▸ **Region annotation rows**
[BEGIN]

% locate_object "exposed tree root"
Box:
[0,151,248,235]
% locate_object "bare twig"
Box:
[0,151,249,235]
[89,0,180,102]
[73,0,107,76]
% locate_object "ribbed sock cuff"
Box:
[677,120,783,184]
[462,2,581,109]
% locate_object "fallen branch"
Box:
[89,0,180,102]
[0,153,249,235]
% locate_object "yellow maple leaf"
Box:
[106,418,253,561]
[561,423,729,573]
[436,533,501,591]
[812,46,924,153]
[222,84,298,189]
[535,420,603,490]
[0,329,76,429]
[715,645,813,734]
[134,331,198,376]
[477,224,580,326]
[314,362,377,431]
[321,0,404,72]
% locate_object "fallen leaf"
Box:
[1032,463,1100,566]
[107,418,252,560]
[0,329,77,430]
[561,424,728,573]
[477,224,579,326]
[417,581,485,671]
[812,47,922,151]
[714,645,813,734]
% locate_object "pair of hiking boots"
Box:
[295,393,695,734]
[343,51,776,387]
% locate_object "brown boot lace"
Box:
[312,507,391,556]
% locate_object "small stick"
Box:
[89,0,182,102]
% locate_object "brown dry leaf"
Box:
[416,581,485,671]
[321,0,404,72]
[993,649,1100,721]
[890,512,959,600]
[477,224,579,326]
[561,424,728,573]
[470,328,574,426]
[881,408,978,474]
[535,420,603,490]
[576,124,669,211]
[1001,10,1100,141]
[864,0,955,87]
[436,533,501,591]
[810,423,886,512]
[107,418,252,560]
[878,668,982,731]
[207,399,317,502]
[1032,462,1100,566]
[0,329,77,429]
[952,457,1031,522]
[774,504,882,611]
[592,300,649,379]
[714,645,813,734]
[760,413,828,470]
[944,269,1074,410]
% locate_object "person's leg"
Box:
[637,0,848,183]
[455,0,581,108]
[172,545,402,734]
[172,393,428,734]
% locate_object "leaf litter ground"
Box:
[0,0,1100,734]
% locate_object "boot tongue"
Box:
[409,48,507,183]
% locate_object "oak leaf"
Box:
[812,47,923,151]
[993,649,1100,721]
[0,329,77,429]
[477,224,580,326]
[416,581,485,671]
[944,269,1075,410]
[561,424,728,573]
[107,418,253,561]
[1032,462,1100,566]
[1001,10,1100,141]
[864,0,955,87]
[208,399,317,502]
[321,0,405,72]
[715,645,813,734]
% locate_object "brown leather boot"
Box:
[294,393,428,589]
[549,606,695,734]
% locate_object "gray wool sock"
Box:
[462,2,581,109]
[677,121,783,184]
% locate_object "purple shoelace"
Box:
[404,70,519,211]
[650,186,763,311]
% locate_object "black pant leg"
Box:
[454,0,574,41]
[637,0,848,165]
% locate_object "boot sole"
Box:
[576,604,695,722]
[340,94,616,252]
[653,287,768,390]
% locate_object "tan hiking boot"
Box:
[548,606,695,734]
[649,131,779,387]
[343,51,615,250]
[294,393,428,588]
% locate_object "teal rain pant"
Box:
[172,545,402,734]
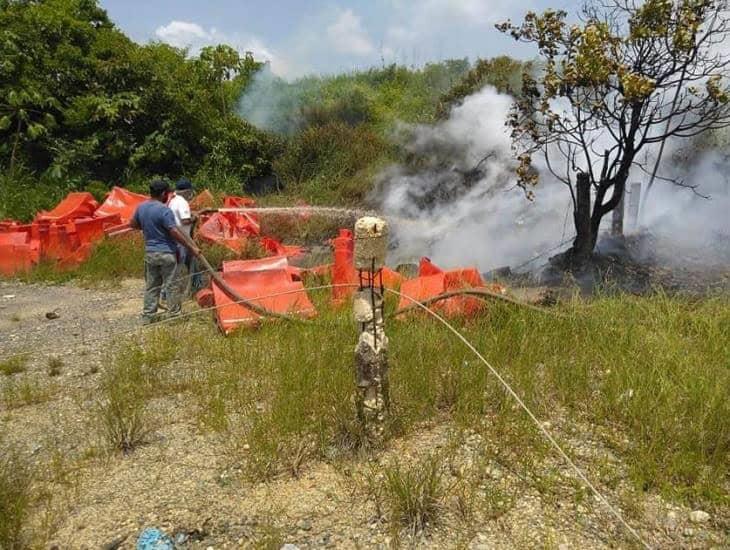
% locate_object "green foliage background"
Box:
[0,0,522,220]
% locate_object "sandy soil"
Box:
[0,281,730,549]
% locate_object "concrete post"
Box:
[611,187,626,237]
[353,216,390,440]
[629,182,641,231]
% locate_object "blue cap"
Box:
[175,178,193,191]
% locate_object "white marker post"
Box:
[353,216,390,440]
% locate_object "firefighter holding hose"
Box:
[130,180,200,324]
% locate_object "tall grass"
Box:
[14,234,144,286]
[0,441,33,550]
[109,294,730,501]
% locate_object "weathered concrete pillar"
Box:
[629,183,641,231]
[611,187,626,237]
[353,216,390,439]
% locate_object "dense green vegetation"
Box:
[0,0,521,219]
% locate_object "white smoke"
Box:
[642,150,730,266]
[377,87,730,271]
[238,65,304,135]
[380,86,573,271]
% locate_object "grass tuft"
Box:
[0,355,28,376]
[95,354,153,453]
[370,455,447,535]
[48,356,63,376]
[0,442,33,550]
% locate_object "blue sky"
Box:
[101,0,556,78]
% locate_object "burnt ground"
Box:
[0,280,730,549]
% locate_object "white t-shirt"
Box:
[167,195,192,237]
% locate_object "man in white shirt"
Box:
[167,178,202,294]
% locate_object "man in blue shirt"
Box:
[130,180,200,324]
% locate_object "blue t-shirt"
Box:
[134,200,177,254]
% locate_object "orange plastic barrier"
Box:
[198,212,260,252]
[34,192,99,223]
[195,288,215,309]
[94,187,149,223]
[0,231,39,276]
[223,195,256,208]
[259,237,304,258]
[398,258,494,317]
[74,218,106,244]
[330,229,358,303]
[190,189,215,210]
[223,255,303,281]
[209,260,317,334]
[330,229,403,303]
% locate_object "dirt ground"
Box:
[0,280,730,549]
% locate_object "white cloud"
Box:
[155,20,291,76]
[383,0,520,62]
[327,10,375,56]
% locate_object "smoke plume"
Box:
[377,87,730,271]
[379,86,572,271]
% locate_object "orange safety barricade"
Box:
[74,218,104,244]
[213,269,317,334]
[223,195,256,208]
[398,258,486,317]
[94,187,149,223]
[0,231,39,277]
[259,237,304,258]
[195,288,215,309]
[189,189,215,210]
[328,229,403,303]
[198,212,260,252]
[223,256,302,281]
[35,192,99,223]
[330,229,358,303]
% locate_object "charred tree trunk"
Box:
[570,173,595,266]
[10,118,22,175]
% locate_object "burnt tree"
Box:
[497,0,730,266]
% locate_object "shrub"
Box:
[95,353,152,453]
[274,122,386,194]
[48,356,63,376]
[0,355,28,376]
[369,455,447,535]
[0,355,28,376]
[0,442,33,550]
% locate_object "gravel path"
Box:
[0,280,730,550]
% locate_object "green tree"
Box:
[436,55,532,118]
[0,90,58,174]
[498,0,730,266]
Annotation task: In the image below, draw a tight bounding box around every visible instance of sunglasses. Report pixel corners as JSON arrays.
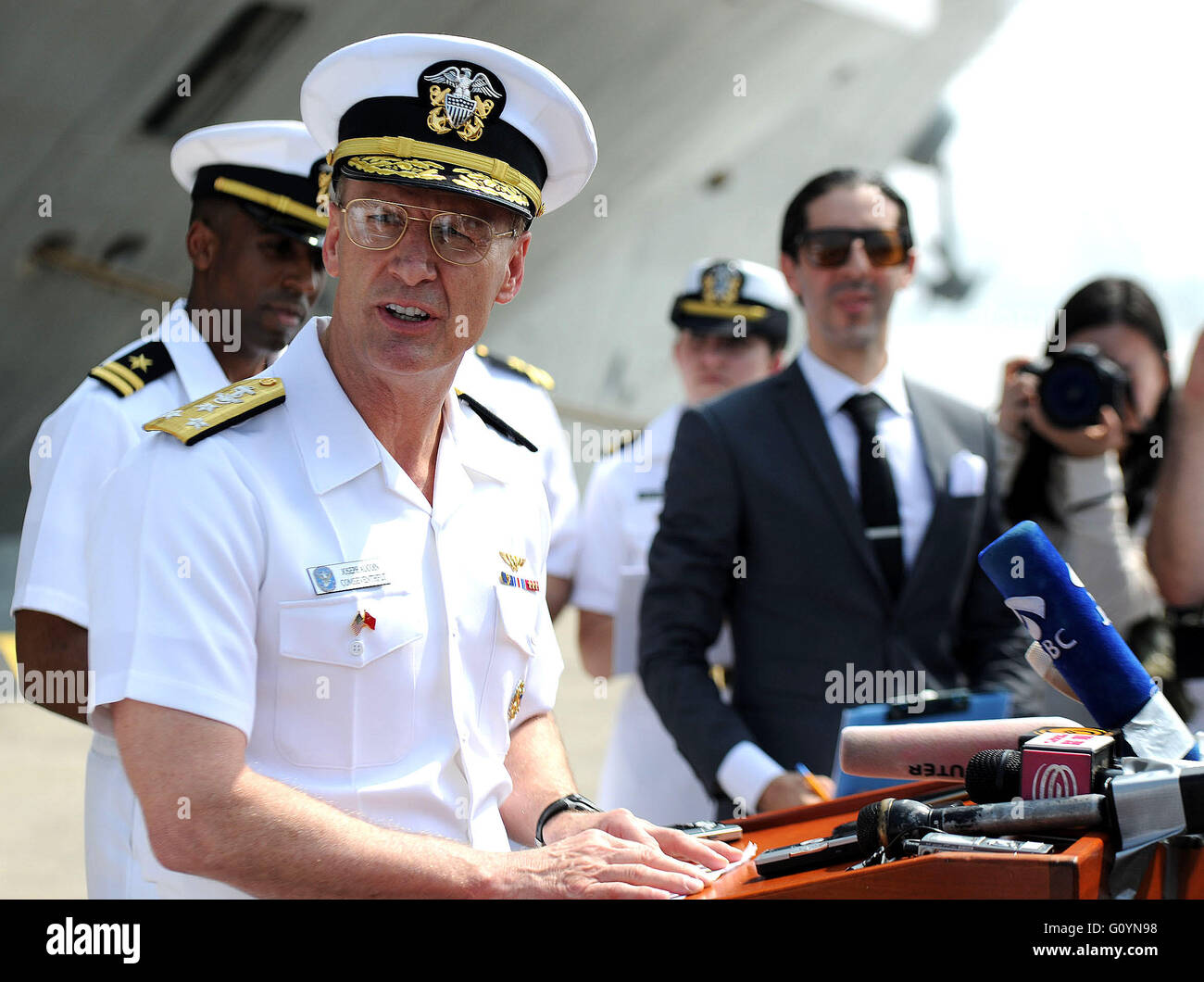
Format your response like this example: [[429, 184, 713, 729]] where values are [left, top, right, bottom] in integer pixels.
[[338, 197, 520, 266], [797, 229, 911, 269]]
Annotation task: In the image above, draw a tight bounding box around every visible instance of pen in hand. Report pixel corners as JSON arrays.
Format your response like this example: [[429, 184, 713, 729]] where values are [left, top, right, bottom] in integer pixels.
[[795, 764, 832, 801]]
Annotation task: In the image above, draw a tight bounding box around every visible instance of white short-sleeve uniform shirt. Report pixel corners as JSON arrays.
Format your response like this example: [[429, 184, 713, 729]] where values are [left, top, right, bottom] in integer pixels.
[[12, 300, 226, 899], [573, 406, 732, 825], [89, 318, 562, 897]]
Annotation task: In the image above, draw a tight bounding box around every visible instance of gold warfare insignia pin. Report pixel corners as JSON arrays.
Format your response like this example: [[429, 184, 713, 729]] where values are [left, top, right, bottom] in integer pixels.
[[422, 65, 506, 144], [509, 682, 524, 723], [702, 263, 744, 304]]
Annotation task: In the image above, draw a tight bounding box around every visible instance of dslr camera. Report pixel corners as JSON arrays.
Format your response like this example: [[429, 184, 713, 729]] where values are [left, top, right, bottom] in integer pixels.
[[1021, 345, 1133, 430]]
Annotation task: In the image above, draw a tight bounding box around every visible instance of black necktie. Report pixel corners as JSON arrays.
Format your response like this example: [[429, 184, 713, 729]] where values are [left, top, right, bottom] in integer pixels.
[[840, 392, 903, 597]]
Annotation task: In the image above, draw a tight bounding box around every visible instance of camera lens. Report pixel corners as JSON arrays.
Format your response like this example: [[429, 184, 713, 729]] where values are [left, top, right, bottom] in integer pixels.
[[1039, 357, 1104, 429]]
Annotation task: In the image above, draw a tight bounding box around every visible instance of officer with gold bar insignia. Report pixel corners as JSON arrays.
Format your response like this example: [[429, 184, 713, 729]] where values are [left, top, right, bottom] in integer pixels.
[[89, 35, 738, 898], [12, 120, 326, 898]]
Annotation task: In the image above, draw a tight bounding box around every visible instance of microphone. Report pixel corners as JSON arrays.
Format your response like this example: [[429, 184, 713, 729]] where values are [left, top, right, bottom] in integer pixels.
[[979, 522, 1199, 761], [840, 716, 1079, 781], [858, 757, 1204, 857], [858, 794, 1110, 857], [966, 730, 1121, 805]]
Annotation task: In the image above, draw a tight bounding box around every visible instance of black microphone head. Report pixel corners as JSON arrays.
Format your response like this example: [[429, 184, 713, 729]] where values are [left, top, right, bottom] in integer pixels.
[[966, 750, 1021, 805], [858, 798, 894, 857], [858, 798, 935, 857]]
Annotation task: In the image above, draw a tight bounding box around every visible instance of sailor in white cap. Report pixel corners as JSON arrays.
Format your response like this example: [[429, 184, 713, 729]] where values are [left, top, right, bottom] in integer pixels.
[[89, 35, 737, 897], [12, 120, 326, 898], [573, 259, 794, 825]]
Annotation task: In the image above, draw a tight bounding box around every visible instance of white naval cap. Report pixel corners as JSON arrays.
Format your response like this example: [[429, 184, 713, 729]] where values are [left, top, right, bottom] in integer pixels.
[[301, 33, 597, 220], [171, 120, 328, 245], [670, 259, 795, 345]]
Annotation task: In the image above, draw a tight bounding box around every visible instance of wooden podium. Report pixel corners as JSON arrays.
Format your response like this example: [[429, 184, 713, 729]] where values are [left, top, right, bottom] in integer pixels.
[[689, 781, 1204, 900]]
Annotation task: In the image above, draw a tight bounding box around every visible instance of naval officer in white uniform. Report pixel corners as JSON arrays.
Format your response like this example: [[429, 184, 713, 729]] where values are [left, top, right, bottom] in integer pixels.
[[89, 35, 737, 897], [573, 259, 792, 825], [12, 120, 326, 898]]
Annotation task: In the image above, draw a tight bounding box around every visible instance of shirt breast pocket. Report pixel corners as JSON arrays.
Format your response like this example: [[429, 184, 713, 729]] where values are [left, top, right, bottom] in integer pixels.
[[274, 593, 426, 769], [479, 583, 543, 747]]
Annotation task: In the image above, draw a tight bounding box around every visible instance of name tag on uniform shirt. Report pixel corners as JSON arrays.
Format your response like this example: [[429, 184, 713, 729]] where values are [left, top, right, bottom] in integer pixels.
[[306, 559, 390, 597]]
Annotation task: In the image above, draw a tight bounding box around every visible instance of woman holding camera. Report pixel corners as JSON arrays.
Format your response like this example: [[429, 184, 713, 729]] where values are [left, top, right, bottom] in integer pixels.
[[998, 277, 1179, 701]]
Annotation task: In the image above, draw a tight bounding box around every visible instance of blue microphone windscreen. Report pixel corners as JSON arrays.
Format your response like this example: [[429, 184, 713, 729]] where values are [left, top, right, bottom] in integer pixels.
[[979, 522, 1159, 729]]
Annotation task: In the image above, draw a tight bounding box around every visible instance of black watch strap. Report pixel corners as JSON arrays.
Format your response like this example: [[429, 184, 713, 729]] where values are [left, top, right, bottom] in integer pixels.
[[534, 794, 602, 846]]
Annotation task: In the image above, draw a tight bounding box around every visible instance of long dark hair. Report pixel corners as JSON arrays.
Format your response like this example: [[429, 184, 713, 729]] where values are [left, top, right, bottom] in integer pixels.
[[1004, 277, 1172, 525]]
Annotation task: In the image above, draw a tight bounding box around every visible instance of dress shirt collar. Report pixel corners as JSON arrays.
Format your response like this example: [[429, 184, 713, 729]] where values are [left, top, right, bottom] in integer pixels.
[[798, 345, 911, 421], [154, 296, 230, 402]]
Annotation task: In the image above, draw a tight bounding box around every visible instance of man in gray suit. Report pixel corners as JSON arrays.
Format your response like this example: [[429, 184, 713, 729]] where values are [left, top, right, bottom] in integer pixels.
[[639, 170, 1035, 812]]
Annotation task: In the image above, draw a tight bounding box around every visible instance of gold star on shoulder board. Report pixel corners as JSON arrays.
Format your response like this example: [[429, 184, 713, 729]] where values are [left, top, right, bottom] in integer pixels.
[[509, 682, 526, 723]]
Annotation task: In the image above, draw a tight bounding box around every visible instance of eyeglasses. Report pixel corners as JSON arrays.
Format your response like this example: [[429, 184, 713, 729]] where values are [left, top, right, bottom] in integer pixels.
[[337, 197, 519, 266], [798, 229, 911, 269]]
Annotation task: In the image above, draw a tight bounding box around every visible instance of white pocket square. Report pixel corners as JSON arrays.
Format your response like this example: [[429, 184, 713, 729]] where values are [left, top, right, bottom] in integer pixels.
[[948, 449, 986, 497]]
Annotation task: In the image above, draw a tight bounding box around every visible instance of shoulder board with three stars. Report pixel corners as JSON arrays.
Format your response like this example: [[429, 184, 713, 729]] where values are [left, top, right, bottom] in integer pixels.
[[477, 345, 557, 392], [142, 378, 284, 447], [455, 389, 539, 453], [88, 341, 176, 399]]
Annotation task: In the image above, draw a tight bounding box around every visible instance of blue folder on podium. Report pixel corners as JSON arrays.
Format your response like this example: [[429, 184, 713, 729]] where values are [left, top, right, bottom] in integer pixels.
[[832, 689, 1011, 798]]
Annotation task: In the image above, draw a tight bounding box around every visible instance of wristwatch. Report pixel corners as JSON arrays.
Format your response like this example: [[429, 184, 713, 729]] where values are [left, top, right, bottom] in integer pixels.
[[534, 794, 602, 846]]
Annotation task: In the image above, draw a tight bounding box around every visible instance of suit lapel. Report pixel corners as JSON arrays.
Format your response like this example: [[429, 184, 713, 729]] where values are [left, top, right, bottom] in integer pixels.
[[899, 382, 964, 602], [773, 361, 888, 597]]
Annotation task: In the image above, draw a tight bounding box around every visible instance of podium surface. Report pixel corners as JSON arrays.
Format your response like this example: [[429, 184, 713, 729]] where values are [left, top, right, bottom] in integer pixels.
[[689, 781, 1204, 900]]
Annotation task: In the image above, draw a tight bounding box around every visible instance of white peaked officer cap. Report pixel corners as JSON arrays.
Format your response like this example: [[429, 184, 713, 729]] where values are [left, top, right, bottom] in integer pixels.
[[670, 259, 795, 345], [301, 33, 597, 221], [171, 120, 328, 246]]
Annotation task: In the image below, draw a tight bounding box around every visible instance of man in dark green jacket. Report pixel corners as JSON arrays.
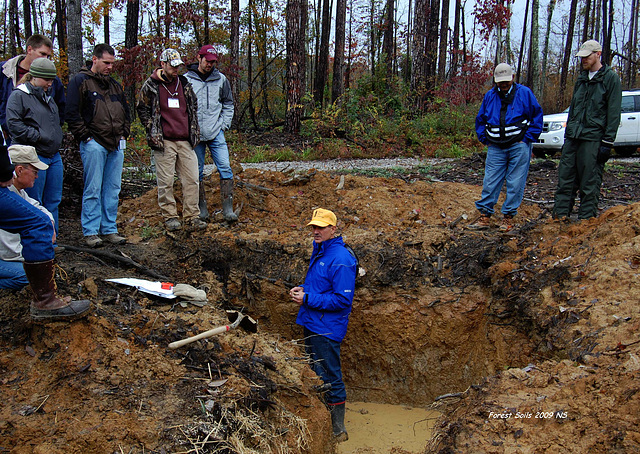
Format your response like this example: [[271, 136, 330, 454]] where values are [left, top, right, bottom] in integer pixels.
[[553, 40, 622, 219]]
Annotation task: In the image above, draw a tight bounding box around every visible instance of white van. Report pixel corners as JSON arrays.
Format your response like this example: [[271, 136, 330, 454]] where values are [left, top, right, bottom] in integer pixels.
[[533, 90, 640, 158]]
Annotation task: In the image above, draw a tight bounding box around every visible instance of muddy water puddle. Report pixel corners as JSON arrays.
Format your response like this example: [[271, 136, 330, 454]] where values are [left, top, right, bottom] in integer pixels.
[[337, 402, 439, 454]]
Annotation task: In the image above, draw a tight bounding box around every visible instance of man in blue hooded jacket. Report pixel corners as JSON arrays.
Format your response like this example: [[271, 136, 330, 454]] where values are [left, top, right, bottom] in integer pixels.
[[467, 63, 542, 232], [185, 44, 238, 222], [289, 208, 358, 441]]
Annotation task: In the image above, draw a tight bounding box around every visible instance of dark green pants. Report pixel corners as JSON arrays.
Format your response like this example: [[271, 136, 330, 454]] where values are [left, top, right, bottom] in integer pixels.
[[553, 139, 604, 219]]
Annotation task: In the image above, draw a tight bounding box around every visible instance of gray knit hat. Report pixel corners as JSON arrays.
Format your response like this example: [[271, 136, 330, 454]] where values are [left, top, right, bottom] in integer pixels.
[[29, 57, 58, 79]]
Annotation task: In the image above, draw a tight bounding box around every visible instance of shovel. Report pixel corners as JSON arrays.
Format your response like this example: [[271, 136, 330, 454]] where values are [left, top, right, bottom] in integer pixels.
[[169, 311, 258, 349]]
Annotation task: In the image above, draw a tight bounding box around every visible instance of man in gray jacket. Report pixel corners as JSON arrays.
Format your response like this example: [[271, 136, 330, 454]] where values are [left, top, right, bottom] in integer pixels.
[[186, 44, 238, 222]]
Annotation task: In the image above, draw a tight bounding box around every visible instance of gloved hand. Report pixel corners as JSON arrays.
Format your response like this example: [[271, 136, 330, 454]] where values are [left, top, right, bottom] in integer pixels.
[[596, 144, 611, 164], [173, 284, 207, 302]]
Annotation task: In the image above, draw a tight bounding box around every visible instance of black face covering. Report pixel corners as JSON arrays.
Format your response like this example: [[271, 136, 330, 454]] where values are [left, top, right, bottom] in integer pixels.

[END]

▸ **Exercise description**
Reproduce the rows verbatim, starting with the line containing "microphone. Report pixel corners as JSON arrays." and continuing through the line containing "798, 935, 857]]". Include both of those lines.

▸ **Exercise output**
Annotation task: In the image above, draw a tight bounding box around every visible instance of microphone. Report pixel corners as JSON arrays.
Format your response like this example: [[429, 184, 713, 729]] where values are [left, top, right, bottom] in integer pixels.
[[979, 522, 1199, 761], [840, 716, 1079, 781], [858, 757, 1204, 857], [858, 794, 1110, 857], [966, 730, 1121, 805]]
Annotation task: In the image above, draw a tight bounding box around every visible instance of black microphone head. Report pixel corners as JSON arrays.
Format your response like this example: [[429, 184, 713, 729]] where values are [left, top, right, bottom] in integer pixels.
[[966, 750, 1021, 805], [858, 798, 894, 857], [858, 798, 935, 857]]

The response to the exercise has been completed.